## PROBLEM
List every line in the items below that contains the word "black".

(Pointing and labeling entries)
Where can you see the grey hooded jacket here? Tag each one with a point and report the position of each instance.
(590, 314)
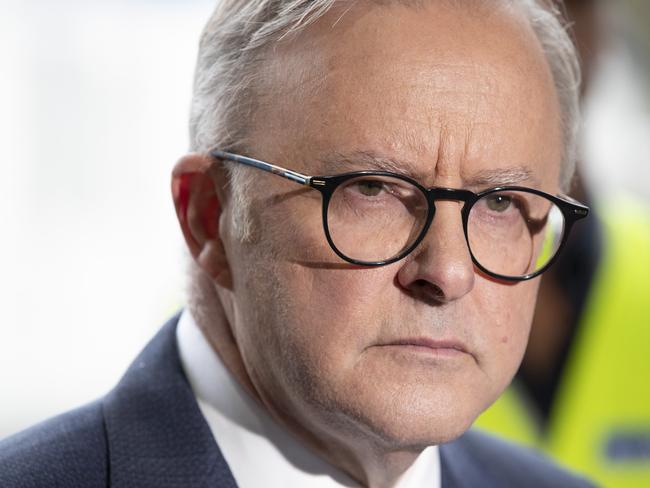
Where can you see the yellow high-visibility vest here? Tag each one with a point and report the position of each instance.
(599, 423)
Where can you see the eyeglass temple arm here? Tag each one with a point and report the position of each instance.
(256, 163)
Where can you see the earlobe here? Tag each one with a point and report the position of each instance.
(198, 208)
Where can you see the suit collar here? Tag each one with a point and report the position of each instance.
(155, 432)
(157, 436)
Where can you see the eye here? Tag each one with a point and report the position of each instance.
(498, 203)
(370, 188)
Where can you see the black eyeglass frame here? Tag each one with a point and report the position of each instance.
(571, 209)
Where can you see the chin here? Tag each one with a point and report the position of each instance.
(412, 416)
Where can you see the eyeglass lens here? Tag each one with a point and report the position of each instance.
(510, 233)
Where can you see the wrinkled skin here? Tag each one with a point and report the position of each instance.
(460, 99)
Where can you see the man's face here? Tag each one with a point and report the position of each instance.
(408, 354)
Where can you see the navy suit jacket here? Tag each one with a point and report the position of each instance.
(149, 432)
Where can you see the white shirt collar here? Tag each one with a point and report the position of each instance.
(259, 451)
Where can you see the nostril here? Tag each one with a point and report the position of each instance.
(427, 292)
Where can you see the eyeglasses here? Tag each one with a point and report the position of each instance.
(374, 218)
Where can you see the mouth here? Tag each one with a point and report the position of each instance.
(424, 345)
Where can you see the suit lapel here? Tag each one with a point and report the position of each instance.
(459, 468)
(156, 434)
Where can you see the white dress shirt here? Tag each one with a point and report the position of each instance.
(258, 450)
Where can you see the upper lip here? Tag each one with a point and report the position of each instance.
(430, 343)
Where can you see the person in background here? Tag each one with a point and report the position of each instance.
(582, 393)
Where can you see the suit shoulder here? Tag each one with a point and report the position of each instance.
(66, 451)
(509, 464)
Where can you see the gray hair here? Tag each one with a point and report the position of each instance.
--
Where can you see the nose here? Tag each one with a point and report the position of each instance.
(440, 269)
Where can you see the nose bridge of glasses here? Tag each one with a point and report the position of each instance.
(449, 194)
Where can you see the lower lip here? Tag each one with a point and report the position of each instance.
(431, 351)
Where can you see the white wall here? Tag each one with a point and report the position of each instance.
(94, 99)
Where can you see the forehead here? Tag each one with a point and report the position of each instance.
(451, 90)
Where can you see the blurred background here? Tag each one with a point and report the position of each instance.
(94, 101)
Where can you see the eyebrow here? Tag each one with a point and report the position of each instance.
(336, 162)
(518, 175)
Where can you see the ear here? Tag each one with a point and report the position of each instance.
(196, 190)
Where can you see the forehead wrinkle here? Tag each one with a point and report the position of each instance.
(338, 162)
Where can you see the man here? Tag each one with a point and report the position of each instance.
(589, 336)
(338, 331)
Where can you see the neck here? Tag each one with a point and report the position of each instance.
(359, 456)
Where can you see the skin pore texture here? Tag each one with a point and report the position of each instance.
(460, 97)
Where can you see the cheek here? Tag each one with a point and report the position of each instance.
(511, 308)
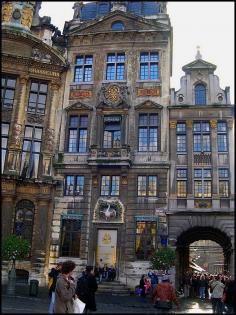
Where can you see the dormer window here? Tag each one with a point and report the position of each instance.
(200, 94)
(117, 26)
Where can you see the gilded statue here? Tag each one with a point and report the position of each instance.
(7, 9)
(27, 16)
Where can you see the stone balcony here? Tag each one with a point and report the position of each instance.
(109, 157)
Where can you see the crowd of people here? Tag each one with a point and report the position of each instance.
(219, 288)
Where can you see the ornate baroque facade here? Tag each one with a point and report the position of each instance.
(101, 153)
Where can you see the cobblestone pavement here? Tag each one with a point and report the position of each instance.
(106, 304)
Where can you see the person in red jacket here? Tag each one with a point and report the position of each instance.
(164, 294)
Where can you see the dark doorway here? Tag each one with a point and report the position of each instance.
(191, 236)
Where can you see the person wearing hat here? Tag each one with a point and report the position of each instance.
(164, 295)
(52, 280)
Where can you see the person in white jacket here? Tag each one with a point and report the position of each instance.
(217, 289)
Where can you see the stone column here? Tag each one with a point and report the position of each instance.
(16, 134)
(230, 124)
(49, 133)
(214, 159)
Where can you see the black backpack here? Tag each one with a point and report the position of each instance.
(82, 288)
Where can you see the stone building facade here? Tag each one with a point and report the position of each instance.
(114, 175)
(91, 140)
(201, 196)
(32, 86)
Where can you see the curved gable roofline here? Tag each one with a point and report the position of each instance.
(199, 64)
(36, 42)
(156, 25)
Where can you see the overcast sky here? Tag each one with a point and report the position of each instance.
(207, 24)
...
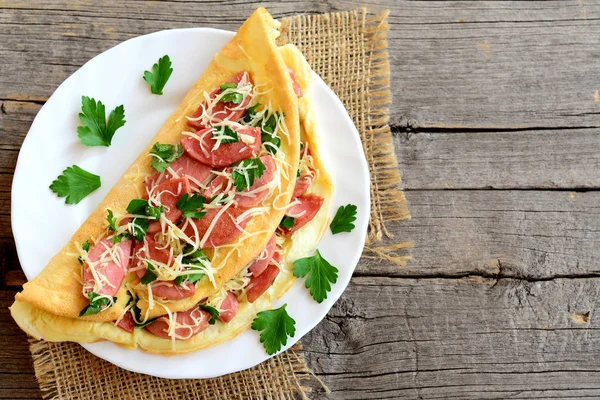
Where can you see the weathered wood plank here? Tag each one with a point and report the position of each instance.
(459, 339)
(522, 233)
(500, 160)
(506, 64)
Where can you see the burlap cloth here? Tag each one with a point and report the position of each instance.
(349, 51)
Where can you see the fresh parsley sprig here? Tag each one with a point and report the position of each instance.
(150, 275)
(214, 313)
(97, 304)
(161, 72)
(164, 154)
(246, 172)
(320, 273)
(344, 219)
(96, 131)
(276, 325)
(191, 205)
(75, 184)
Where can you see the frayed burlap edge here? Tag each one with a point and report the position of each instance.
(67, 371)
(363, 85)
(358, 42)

## EXERCISE RESPONSE
Where can you see the black eyeglass frame here? Tag each one with a point and report the position of each instance.
Where can you see the black backpack here? Tag each one with a point and report the position of each instance.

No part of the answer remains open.